TEXTE |
Dans cette perspective, le désordre peut être utile au progrès car il permet de tester et de réfléchir sur la solidité et la pertinence des conventions et des vérités normatives. En effet, il permet de distinguer les vérités permanentes des croyances provisoires et transitoires. De ce point de vue, la colère  de nos compatriotes anglophones est un bien… si elle est bien comprise car elle soulève en fait de vrais problèmes de fond.

Avant de toucher à la question fondamentale de la construction de l’identité du Kamerun, soumettons quelques questions à l’examen critique des uns et des autres.

  1. En quoi l’idée d’un fédéralisme représente-t-elle un danger pour l’avenir du Kamerun? Cette première question est étroitement liée à la seconde.
  2. A qui profite l’hypercentralisation du pouvoir au Kamerun ?
  3.  La souveraineté d’un Etat est-elle un tout indivisible, ou est-elle fractionnable? En d’autres termes, pourquoi voit-on en la brûlure du drapeau dit du Kamerun (ce vert-rouge-jaune est une fabrication coloniale) une atteinte à la souveraineté nationale, et reste-on silencieux face à l’attaque vicieuse de la souveraineté économique à travers le Franc CFA ? N’y a t-il pas une contradiction majeure à combattre avec la dernière énergie la brûlure d’un drapeau (un moindre mal) et à défendre avec la même vigueur le symbole même de notre soumission, le franc CFA (le mal même).

CONSIGNE A | Mettez en forme les lignes des entrées en une liste JSON de chaînes, de la ligne contenant "Note to the class: identify the man in black" jusqu'à la fin des entrées incluse, à raison d'une chaîne par ligne et sans les lignes vides. Laissez les images hors de la réponse.
Ces entrées n'ont aucun rapport avec le texte.

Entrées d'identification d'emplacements

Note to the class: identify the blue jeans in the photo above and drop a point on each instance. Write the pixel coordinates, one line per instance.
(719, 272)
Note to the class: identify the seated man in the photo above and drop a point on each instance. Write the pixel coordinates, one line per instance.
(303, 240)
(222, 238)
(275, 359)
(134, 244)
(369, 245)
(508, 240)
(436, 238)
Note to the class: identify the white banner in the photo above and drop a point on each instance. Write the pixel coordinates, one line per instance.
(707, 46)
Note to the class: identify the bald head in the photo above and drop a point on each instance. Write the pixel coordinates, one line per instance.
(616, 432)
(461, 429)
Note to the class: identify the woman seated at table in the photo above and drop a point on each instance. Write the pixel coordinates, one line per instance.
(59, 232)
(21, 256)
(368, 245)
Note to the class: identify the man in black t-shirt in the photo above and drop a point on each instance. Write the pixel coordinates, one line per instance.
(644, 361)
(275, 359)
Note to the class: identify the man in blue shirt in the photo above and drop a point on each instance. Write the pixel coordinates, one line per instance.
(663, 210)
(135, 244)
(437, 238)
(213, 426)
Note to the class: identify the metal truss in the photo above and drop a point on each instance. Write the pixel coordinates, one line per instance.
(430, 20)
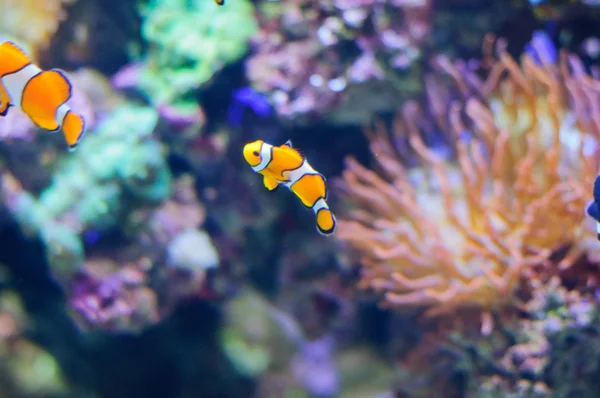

CONSIGNE B | Indiquez si chacune des affirmations suivantes concorde avec le texte, en répondant par oui ou par non et en citant à l'identique les mots décisifs du texte : (i) le drapeau vert-rouge-jaune y est présenté comme une fabrication coloniale ; (ii) la colère des compatriotes anglophones y est qualifiée de mal ; (iii) la brûlure d'un drapeau y est présentée comme un mal plus grave que le franc CFA.

RÉPONSE ATTENDUE A |
[
  "Note to the class: identify the man in black t-shirt in the photo above and drop a point on each instance. Write the pixel coordinates, one line per instance.",
  "(644, 361)",
  "(275, 359)",
  "Note to the class: identify the man in blue shirt in the photo above and drop a point on each instance. Write the pixel coordinates, one line per instance.",
  "(663, 210)",
  "(135, 244)",
  "(437, 238)",
  "(213, 426)",
  "Note to the class: identify the metal truss in the photo above and drop a point on each instance. Write the pixel coordinates, one line per instance.",
  "(430, 20)"
]

RÉPONSE ATTENDUE B |
(i) Oui : « ce vert-rouge-jaune est une fabrication coloniale ».
(ii) Non : « est un bien… si elle est bien comprise ».
(iii) Non : « la brûlure d’un drapeau (un moindre mal) ».